▶ _Document segment_:
☆ ☆ ☆
Ellsberg became an outspoken anti-war campaigner who issued stark warnings about nuclear weapons and the detrimental impacts of the military-industrial complex.

He died at his home in California surrounded by family members, according to a social media post by his son Robert. In a 2019 interview, Ellsberg said, "My experience with the Pentagon Papers showed that an act of truth-telling, of exposing the realities about which the public had been misled, can indeed help end an unnecessary, deadly conflict."

"This example is a lesson applicable to both the nuclear and climate crises we face," he added. "When everything is at stake, it is worth risking one's life or sacrificing one's freedom in order to help bring about radical change."

In a March essay he penned to announce his terminal cancer diagnosis, Ellsberg elaborated: "When I copied the Pentagon Papers in 1969, I had every reason to think I would be spending the rest of my life behind bars. It was a fate I would gladly have accepted if it meant hastening the end of the Vietnam War, unlikely as that seemed (and was). Yet in the end, that action—in ways I could not have foreseen, due to Nixon's illegal responses—did have an impact on shortening the war. In addition, thanks to Nixon's crimes, I was spared the imprisonment I expected, and I was able to spend the last 50 years with Patricia and my family, and with you, my friends."
☆ ☆ ☆
▶ _Instructions_:
1. Where did Ellsberg die, according to the article about Ellsberg?
2. Reproduce the article about Ellsberg from "Ellsberg became an" up to and including "the military-industrial complex.".

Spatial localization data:
☆ ☆ ☆
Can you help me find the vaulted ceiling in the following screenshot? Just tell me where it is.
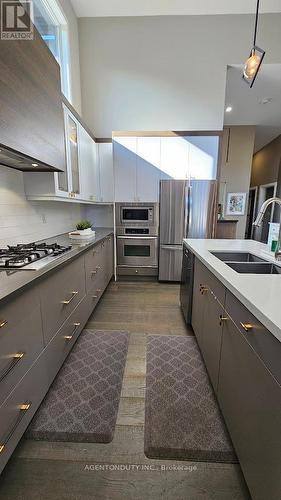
[71,0,281,17]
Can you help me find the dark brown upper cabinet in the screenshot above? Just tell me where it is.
[0,0,66,171]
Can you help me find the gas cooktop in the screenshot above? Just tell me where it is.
[0,243,72,271]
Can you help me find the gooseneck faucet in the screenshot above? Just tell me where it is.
[253,196,281,260]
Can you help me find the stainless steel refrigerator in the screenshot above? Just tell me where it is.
[159,180,217,281]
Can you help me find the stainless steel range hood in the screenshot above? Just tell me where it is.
[0,144,60,172]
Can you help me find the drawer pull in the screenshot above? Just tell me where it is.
[220,314,229,326]
[0,352,25,382]
[199,285,209,295]
[63,323,81,340]
[0,403,31,453]
[61,291,79,306]
[240,322,253,332]
[0,319,8,328]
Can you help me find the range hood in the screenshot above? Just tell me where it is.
[0,144,61,172]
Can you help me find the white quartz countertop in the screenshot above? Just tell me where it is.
[184,239,281,341]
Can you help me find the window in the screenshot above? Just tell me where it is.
[33,0,71,101]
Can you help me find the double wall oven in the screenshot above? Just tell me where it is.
[116,203,159,276]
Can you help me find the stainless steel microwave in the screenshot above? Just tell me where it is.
[116,203,159,227]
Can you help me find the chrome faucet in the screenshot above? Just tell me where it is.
[253,196,281,260]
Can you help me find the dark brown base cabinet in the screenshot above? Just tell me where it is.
[0,235,113,472]
[192,259,281,500]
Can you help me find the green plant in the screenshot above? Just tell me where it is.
[76,219,93,231]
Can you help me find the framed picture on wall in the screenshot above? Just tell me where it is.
[226,193,247,215]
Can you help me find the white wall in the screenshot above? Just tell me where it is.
[79,14,281,137]
[0,166,82,247]
[58,0,81,113]
[0,166,113,248]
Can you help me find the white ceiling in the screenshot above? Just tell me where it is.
[71,0,281,17]
[224,64,281,151]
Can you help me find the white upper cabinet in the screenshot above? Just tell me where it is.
[97,142,114,203]
[113,137,137,202]
[136,137,161,202]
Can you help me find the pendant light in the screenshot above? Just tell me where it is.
[242,0,265,88]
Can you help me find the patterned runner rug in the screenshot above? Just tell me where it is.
[145,335,237,463]
[25,330,129,443]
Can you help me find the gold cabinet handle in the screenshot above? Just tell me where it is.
[240,322,253,332]
[220,314,229,326]
[0,403,32,453]
[61,291,79,305]
[0,352,25,382]
[63,323,81,340]
[0,319,8,328]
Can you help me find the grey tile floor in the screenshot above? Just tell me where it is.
[0,282,250,500]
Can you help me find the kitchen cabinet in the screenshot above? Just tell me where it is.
[218,294,281,500]
[0,235,113,472]
[113,137,160,202]
[0,1,66,172]
[97,142,114,203]
[24,105,100,203]
[79,125,101,202]
[192,259,225,392]
[192,254,281,500]
[0,286,44,405]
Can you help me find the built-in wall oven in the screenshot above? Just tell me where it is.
[116,203,159,276]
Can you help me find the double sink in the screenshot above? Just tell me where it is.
[210,252,281,274]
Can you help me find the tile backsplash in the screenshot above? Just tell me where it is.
[0,166,113,247]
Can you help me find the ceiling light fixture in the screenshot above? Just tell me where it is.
[242,0,265,88]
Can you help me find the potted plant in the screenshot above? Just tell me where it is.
[76,219,93,235]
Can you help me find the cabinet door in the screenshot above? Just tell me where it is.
[0,7,66,171]
[97,143,114,202]
[79,124,100,201]
[191,259,206,348]
[192,259,226,392]
[218,304,281,500]
[201,288,224,392]
[113,137,137,202]
[137,137,161,202]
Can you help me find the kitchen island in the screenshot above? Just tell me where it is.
[184,239,281,500]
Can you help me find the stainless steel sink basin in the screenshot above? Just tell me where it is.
[211,252,267,262]
[225,262,281,274]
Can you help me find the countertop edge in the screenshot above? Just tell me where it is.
[183,240,281,342]
[0,228,114,306]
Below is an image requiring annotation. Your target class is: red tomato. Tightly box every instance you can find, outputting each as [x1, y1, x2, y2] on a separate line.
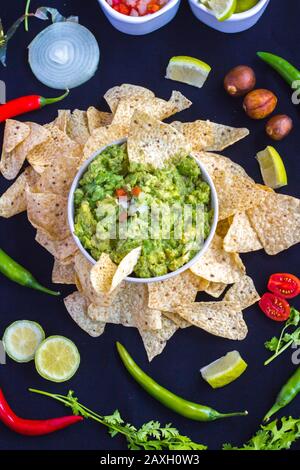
[259, 292, 291, 321]
[131, 186, 142, 197]
[268, 273, 300, 299]
[115, 188, 127, 197]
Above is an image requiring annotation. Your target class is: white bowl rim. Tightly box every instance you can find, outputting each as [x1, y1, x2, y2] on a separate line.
[190, 0, 269, 23]
[98, 0, 181, 24]
[68, 138, 219, 284]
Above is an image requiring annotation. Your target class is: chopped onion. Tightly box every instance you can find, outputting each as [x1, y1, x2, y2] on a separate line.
[29, 21, 100, 90]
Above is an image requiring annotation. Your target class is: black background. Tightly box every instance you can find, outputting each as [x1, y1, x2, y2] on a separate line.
[0, 0, 300, 450]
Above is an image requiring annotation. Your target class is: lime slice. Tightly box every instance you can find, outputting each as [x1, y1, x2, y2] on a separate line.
[35, 336, 80, 382]
[166, 56, 211, 88]
[208, 0, 236, 21]
[3, 320, 45, 362]
[200, 351, 247, 388]
[235, 0, 259, 13]
[256, 145, 288, 189]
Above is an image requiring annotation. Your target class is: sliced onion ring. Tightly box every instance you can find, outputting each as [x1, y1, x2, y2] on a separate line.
[29, 21, 100, 90]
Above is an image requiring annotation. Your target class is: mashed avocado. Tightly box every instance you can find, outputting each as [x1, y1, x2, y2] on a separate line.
[74, 144, 212, 278]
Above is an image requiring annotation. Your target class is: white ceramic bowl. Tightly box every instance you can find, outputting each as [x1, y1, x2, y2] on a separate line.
☆ ☆ ☆
▶ _Task results_:
1. At his home in California, surrounded by family members.

2.
Ellsberg became an outspoken anti-war campaigner who issued stark warnings about nuclear weapons and the detrimental impacts of the military-industrial complex.